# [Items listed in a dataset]
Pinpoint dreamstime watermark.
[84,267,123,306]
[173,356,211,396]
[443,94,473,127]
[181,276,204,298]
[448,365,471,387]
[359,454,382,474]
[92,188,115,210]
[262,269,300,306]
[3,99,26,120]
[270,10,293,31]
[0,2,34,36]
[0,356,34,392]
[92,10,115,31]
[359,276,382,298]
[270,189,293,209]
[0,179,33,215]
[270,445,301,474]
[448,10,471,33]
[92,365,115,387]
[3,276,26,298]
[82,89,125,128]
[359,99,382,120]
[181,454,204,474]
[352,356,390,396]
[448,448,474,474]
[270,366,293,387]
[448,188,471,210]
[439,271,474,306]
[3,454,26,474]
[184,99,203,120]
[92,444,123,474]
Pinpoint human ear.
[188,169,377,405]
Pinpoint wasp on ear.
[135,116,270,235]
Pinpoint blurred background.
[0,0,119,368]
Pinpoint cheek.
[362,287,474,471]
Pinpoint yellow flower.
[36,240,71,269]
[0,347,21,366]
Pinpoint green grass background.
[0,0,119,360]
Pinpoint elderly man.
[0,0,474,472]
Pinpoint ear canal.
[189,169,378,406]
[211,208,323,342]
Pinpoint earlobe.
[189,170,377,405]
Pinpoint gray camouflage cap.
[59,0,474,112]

# [THE REQUEST]
Express the records above as a Markdown table with two columns, Row and Line, giving each line its own numbered row and omitting any blank lines.

# [TASK ANSWER]
| Row | Line |
|---|---|
| 1 | Pinpoint dreamstime watermark. |
| 2 | [84,267,123,306] |
| 3 | [173,356,211,396] |
| 4 | [443,94,473,127] |
| 5 | [181,276,204,298] |
| 6 | [448,365,471,387] |
| 7 | [359,454,382,474] |
| 8 | [92,188,115,210] |
| 9 | [262,269,300,306] |
| 10 | [3,99,26,120] |
| 11 | [270,10,293,31] |
| 12 | [0,2,34,36] |
| 13 | [0,356,34,392] |
| 14 | [92,10,115,31] |
| 15 | [359,276,382,298] |
| 16 | [270,189,293,209] |
| 17 | [0,179,33,215] |
| 18 | [270,445,301,474] |
| 19 | [448,10,471,33] |
| 20 | [92,365,115,387] |
| 21 | [3,276,26,298] |
| 22 | [82,89,125,128] |
| 23 | [359,99,382,120] |
| 24 | [181,454,204,474] |
| 25 | [352,356,390,396] |
| 26 | [448,448,474,474] |
| 27 | [270,366,293,387] |
| 28 | [448,188,471,210] |
| 29 | [439,271,474,306] |
| 30 | [3,454,26,474] |
| 31 | [184,99,203,120] |
| 32 | [92,444,123,474] |
| 33 | Pinpoint human ear. |
| 34 | [188,169,377,405] |
| 35 | Pinpoint wasp on ear. |
| 36 | [135,116,270,235] |
| 37 | Pinpoint blurred background. |
| 38 | [0,0,119,368] |
| 39 | Pinpoint cheek. |
| 40 | [362,287,474,471] |
| 41 | Pinpoint yellow flower. |
| 42 | [36,240,71,269] |
| 43 | [0,347,21,366] |
| 44 | Pinpoint green grass background. |
| 45 | [0,0,119,360] |
| 46 | Pinpoint elderly man. |
| 47 | [0,0,474,472] |
| 48 | Pinpoint ear canal. |
| 49 | [189,169,378,406] |
| 50 | [211,208,323,342] |
| 51 | Pinpoint earlobe. |
| 52 | [189,170,377,405] |
| 53 | Pinpoint gray camouflage cap. |
| 54 | [59,0,474,112] |